GIVEN EXERCISE:
Nothing but the lines from the one containing "white church wall" to the end of the data should be returned, each exactly as written.

STORED RECORDS:
:::
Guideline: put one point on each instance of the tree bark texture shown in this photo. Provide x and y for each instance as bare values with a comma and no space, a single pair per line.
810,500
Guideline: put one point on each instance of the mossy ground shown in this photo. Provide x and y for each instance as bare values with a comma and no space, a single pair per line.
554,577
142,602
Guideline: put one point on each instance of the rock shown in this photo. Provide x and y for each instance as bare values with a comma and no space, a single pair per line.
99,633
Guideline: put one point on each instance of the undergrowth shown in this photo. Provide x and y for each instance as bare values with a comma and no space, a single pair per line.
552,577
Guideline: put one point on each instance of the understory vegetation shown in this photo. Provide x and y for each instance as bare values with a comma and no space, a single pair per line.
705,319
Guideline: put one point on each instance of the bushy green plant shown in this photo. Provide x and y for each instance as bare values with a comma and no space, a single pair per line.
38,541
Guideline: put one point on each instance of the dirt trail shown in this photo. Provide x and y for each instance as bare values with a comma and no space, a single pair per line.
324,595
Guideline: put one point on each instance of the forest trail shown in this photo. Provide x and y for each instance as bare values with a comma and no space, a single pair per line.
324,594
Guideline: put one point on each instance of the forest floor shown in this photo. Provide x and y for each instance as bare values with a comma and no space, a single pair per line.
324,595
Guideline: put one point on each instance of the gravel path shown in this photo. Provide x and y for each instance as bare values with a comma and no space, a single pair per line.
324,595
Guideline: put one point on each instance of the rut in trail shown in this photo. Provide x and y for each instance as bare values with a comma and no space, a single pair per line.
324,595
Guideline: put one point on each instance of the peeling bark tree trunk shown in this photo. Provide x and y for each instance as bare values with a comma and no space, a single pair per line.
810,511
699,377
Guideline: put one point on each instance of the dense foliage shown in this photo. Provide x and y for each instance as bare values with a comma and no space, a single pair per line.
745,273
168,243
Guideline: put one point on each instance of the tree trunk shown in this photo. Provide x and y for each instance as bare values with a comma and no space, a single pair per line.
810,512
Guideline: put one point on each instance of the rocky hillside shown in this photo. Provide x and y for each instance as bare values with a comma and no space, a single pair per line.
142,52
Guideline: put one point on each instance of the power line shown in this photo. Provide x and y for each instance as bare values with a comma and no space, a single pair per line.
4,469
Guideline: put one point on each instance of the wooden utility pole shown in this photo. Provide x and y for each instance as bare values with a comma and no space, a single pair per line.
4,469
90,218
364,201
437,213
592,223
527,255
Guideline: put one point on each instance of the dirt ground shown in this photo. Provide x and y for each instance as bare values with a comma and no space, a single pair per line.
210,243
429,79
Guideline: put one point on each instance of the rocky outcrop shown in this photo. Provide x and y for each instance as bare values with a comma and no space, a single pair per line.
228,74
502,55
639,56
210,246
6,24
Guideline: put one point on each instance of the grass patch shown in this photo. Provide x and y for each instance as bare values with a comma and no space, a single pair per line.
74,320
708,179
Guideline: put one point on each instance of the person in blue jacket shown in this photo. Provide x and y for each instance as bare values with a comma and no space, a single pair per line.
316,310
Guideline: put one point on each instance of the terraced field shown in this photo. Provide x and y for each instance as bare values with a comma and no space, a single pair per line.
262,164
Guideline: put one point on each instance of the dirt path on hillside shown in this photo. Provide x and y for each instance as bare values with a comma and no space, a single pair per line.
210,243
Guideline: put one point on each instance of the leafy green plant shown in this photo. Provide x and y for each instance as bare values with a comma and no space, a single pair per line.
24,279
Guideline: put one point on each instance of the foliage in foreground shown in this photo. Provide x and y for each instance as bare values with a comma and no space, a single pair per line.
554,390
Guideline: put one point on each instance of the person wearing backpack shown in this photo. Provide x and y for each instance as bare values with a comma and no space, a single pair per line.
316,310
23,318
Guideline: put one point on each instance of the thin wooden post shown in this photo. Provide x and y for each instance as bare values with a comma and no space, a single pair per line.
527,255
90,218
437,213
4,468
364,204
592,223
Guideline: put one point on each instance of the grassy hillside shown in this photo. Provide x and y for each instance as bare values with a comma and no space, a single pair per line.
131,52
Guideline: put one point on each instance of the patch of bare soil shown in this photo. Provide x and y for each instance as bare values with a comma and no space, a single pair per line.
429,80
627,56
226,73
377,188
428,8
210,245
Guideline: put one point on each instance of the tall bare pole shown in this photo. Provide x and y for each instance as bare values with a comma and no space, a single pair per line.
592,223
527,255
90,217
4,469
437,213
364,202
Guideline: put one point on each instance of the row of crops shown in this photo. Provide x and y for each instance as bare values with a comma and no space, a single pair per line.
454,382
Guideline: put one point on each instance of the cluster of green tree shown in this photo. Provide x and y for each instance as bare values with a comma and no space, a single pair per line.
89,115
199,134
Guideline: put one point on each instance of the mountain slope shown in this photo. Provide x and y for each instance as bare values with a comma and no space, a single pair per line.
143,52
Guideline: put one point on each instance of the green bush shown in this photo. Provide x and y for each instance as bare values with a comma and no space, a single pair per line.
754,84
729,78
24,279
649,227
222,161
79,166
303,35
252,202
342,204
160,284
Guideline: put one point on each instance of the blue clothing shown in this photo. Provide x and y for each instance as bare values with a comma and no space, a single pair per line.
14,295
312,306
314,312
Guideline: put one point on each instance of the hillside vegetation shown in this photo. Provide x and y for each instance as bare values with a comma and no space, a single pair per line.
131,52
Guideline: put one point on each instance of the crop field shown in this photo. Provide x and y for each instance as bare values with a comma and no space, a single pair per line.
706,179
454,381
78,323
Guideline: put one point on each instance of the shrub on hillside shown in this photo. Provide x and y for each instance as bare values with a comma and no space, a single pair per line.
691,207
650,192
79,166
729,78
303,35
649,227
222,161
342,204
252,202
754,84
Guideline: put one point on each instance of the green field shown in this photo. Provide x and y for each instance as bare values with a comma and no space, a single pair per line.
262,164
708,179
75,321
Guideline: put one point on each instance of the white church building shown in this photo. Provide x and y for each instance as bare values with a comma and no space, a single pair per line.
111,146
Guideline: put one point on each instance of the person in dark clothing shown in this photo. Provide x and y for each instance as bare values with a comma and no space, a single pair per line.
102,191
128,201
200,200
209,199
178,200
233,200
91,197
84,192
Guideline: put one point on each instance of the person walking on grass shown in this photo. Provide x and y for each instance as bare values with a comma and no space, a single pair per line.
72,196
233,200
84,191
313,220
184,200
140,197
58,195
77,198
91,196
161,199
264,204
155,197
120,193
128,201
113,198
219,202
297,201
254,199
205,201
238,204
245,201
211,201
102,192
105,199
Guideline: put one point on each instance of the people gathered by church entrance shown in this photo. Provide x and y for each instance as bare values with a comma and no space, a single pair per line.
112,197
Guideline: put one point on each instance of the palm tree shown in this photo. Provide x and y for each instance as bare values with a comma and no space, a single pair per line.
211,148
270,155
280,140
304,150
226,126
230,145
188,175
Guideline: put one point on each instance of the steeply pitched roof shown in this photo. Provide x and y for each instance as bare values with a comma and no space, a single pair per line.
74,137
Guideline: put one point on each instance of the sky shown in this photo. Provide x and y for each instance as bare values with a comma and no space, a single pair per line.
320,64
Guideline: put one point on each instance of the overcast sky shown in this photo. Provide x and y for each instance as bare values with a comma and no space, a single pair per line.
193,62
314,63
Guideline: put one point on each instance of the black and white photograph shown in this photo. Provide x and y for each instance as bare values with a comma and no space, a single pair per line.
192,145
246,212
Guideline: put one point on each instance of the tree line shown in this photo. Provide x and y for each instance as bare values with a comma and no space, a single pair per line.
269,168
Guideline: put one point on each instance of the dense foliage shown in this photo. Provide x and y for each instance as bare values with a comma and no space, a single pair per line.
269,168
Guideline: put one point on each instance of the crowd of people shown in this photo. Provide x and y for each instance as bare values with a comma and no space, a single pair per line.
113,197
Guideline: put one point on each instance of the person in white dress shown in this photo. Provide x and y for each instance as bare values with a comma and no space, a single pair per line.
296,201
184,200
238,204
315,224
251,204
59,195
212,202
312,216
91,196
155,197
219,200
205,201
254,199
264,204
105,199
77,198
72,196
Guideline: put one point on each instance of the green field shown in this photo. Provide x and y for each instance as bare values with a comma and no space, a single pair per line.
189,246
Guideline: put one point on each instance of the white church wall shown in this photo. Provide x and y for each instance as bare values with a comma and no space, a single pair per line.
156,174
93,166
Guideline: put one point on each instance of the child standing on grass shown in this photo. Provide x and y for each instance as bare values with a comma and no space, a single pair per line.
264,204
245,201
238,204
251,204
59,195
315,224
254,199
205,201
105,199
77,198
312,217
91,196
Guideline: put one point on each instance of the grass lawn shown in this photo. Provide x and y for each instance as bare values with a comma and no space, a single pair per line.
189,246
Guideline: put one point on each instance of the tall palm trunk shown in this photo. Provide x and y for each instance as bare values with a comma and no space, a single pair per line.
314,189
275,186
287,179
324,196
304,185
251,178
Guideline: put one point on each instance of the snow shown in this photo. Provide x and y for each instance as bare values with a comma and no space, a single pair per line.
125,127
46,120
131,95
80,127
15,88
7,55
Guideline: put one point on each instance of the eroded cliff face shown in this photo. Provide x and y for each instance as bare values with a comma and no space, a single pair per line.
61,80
:::
EXERCISE OUTPUT:
Guideline: put one point on each instance of the white church wall shown in this photo. Provide x and y for each instance as bare values with a comma and no space, a single pair per line.
156,174
93,166
Guideline: put one point on each instance of the child standing on grass shown in this photo. Provide x and y for each instance as bare values with a comma and no space, a single pair per line.
264,204
245,201
238,204
251,204
59,195
315,224
254,199
205,201
105,199
77,198
312,217
91,196
Guideline: put one point on each instance of the grass lawn shown in this photo. Provide x and y for each instance as bare values with a comma and no space, a single pair per line.
189,246
Guideline: put one point on each instance of the tall palm trunk shown in this photo. Provide x and y for each instance as bare values with a comma and no space, a single pair per line.
314,189
275,186
287,179
324,196
304,185
251,178
Guideline: put one point on each instance of the snow shown in this photo. Provide x and y for each instance as bare values with a comma and no space, a single pair per line.
125,127
46,120
131,95
80,127
15,88
7,55
Guideline: put one point on each instance of the eroded cliff face shown in this photo. Provide x and y for each instance as bare values with a comma and no space, a single pair per line.
61,80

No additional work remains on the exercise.